Job item ▸
Rewrite the entries, from their first line up to and including the line containing "negative clicks: (68, 157) (104, 191)", as a numbered list with any blank lines left out.

Records provided ▸
#####
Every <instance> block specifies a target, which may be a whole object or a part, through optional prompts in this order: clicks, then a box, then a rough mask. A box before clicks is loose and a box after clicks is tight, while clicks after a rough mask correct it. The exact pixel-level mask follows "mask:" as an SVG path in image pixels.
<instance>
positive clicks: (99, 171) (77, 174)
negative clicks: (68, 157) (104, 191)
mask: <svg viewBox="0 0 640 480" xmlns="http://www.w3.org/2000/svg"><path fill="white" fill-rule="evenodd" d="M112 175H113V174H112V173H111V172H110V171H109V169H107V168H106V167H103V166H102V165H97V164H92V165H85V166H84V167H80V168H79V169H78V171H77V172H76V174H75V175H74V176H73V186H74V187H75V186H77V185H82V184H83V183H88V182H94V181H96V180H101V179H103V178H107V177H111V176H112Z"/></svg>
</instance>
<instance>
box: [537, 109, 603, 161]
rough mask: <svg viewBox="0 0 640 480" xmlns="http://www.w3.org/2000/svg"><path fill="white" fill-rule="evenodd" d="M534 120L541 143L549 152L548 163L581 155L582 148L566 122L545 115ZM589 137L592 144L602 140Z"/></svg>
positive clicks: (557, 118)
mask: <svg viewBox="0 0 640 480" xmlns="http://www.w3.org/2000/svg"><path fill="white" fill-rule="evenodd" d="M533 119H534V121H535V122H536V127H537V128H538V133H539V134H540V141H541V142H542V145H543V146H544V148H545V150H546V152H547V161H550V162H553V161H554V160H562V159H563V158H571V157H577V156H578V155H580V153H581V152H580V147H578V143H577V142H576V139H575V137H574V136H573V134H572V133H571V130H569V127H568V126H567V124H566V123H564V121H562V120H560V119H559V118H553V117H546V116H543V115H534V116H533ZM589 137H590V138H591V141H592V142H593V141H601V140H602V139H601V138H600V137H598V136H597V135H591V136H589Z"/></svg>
#####
Completed task ▸
1. Every <instance> block specifies a target, which may be a whole object or a part, through optional prompts in this order: clicks, then a box, then a rough mask. A box before clicks is loose and a box after clicks is tight, while clicks after a rough mask correct it. The exact pixel-level mask follows "mask:" as an SVG path in image pixels.
2. <instance>
3. positive clicks: (99, 171) (77, 174)
4. negative clicks: (68, 157) (104, 191)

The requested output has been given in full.